Directives:
(1) Reproduce the article on HR and finance directors word for word, from "Valerie Anderson, principal" to "in recent times.".
(2) Write a continuation of the article on HR and finance directors, beginning after its final sentence.

Given text:
HR directors criticise FDs for demanding they demonstrate staff return on investment - but finance wants more measurement from the discipline

Relations between human resources and finance directors can be fractious, portrayed as they often are as a conflict between the warm, fluffy ‘people function’ and the hard, cold number crunchers. But at the annual meeting of the Chartered Institute for Personnel Development (CIPD) it evolved into a clash of measurement techniques.

Valerie Anderson, principal lecturer in HR management at Portsmouth Business School and a leading commentator on the issue, urged HR directors to resist being sucked into the numbers-speak language of FDs who want to see the return on investment (RoI) from staff, seemingly over the longer term value they bring to the business. While HR experts are vocal in deploring that department’s inability to speak the RoI language chief executives and FDs understand, the comments seemed to fly in the face of where many think HR needs to go. They had the effect of re-opening old stereotypes, pitching the functions at odds when many thought the two had made strides in recent times.

Material provided:
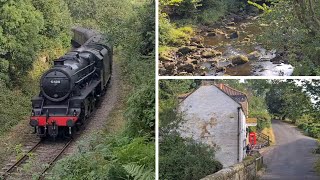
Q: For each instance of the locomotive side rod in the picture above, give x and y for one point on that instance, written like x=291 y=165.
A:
x=42 y=175
x=21 y=160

Answers for this exercise:
(1)
Valerie Anderson, principal lecturer in HR management at Portsmouth Business School and a leading commentator on the issue, urged HR directors to resist being sucked into the numbers-speak language of FDs who want to see the return on investment (RoI) from staff, seemingly over the longer term value they bring to the business. While HR experts are vocal in deploring that department’s inability to speak the RoI language chief executives and FDs understand, the comments seemed to fly in the face of where many think HR needs to go. They had the effect of re-opening old stereotypes, pitching the functions at odds when many thought the two had made strides in recent times.

(2)
Does finance stand in HR’s way by demanding that it more closely measure RoI? Or should HR revise its views on how important it is to do so?

Strategic impact

“I was slightly misquoted,” says Anderson of her CIPD speech, who corrects herself by saying HR “should ruthlessly measure the strategic impact of its work”. But she adds: “While HR has a lot in common with FDs, HR professionals shouldn’t pretend they work in a finance department either.”

Anderson argues that only 20 percent of HR’s work should be spent proving RoI. She adds that qualities staff bring to an organisation that add value, like skills and culture, can’t be monetised and analysed in spreadsheets. “There’s nothing wrong with the need to show RoI, but it shouldn’t be the entirety of the function,” she says.

Kate Russell, author of How to Get Top Marks in… Manging Poor Work Performance, refutes that. She thinks comments like those by Anderson will not help HR’s reputation for being the weak link among a company’s leadership.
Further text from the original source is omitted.